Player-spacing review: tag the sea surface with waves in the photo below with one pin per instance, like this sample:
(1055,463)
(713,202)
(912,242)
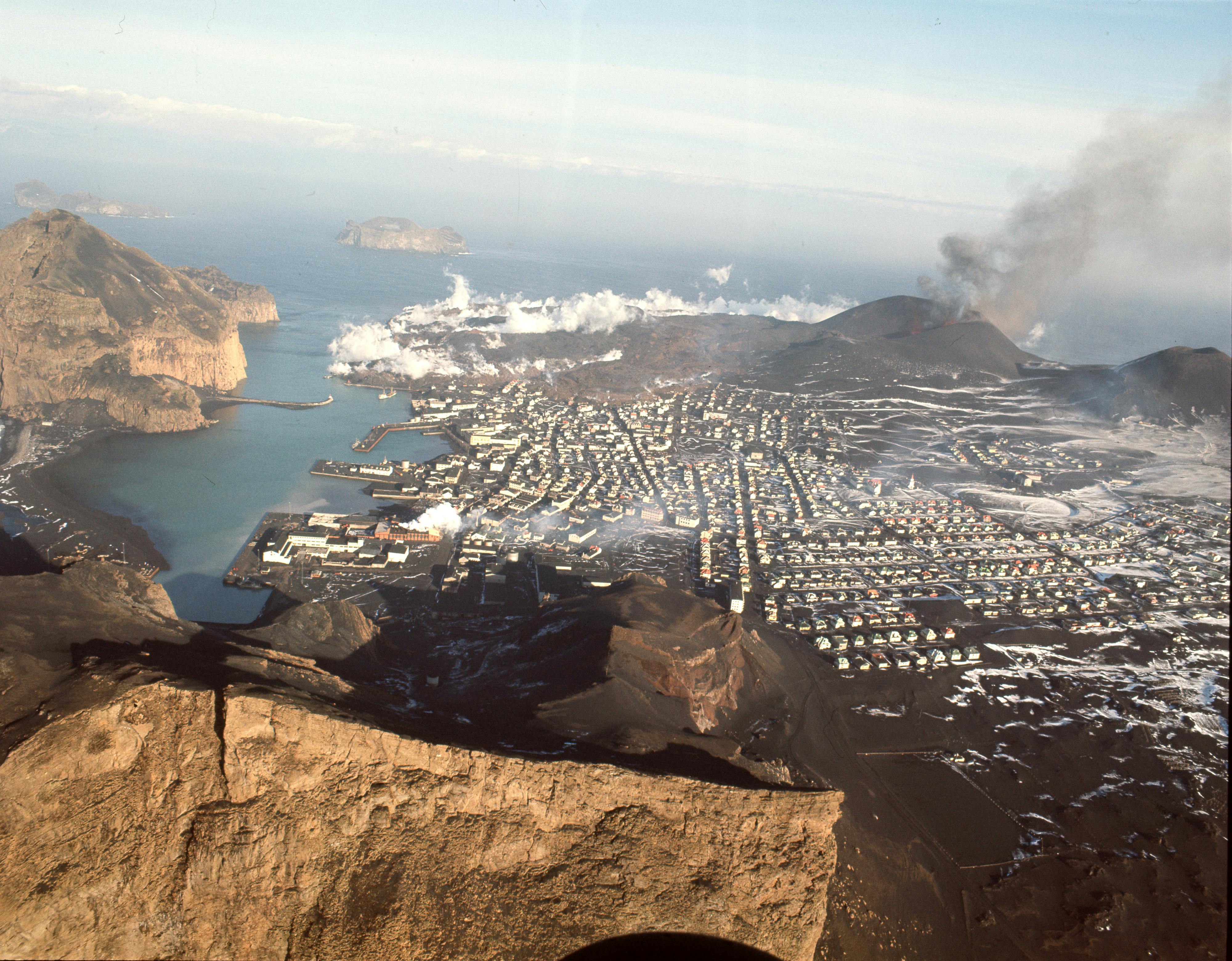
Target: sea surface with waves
(200,495)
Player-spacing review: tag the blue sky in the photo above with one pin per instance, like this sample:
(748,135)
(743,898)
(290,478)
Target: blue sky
(865,130)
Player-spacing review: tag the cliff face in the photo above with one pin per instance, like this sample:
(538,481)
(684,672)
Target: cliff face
(36,195)
(399,233)
(248,304)
(148,814)
(91,322)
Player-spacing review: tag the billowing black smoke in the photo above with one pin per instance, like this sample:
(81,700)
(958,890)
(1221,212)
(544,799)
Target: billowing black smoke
(1160,182)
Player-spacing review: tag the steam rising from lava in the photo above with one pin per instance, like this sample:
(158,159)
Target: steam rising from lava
(1160,182)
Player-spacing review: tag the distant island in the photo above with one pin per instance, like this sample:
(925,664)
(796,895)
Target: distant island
(36,195)
(399,233)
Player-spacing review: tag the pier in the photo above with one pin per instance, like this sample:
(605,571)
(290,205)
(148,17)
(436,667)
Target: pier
(216,402)
(380,430)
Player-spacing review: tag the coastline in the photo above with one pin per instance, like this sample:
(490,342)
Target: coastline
(60,528)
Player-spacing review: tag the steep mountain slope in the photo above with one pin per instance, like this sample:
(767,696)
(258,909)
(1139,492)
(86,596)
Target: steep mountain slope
(1173,385)
(107,329)
(171,790)
(890,317)
(248,304)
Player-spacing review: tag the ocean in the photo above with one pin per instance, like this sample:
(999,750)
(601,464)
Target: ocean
(200,495)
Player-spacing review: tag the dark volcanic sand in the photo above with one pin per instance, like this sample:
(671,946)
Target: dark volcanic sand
(55,524)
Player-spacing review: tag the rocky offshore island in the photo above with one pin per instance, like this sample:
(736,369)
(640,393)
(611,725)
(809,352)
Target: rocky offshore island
(399,233)
(35,194)
(102,333)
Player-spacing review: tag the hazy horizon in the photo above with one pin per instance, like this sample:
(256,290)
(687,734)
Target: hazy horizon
(822,135)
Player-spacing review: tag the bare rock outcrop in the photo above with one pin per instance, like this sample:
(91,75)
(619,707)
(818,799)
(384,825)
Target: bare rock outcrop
(399,233)
(225,810)
(91,322)
(36,195)
(248,304)
(639,669)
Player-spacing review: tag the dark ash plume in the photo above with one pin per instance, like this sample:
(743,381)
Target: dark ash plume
(1161,182)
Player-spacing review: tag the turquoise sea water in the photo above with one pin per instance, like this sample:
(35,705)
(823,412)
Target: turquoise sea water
(200,495)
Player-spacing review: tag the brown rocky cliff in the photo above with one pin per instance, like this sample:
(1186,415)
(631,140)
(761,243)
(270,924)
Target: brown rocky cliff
(248,304)
(88,320)
(151,815)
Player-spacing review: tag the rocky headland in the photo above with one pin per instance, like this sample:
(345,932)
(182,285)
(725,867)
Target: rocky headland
(36,195)
(399,233)
(102,333)
(158,774)
(248,304)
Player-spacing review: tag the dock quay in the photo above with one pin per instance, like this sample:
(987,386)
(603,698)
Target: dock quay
(216,402)
(380,430)
(383,474)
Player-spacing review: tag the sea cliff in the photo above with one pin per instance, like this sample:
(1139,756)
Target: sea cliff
(142,805)
(99,331)
(248,304)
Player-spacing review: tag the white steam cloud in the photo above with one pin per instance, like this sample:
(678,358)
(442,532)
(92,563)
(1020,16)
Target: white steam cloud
(374,345)
(613,355)
(596,312)
(440,517)
(1156,183)
(392,347)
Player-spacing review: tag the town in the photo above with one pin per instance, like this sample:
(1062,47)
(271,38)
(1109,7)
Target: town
(803,512)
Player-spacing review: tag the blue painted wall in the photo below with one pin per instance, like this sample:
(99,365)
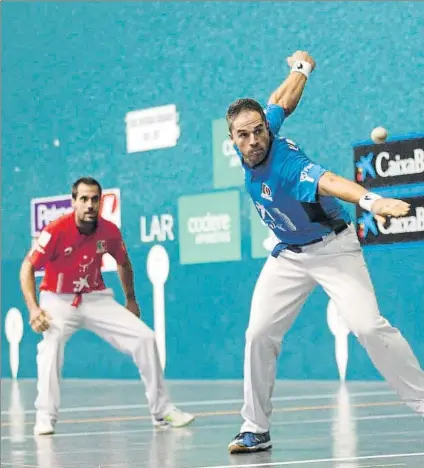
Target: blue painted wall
(73,70)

-- Goal of the exercise --
Show every line from the listing that contains "below".

-- The answer --
Player-spacing review: tag the sea surface with waves in the photo below with one pin per instance, like this sample:
Player-spacing review: tag the blue painted wall in the photo below with one pin per instance, like this sample:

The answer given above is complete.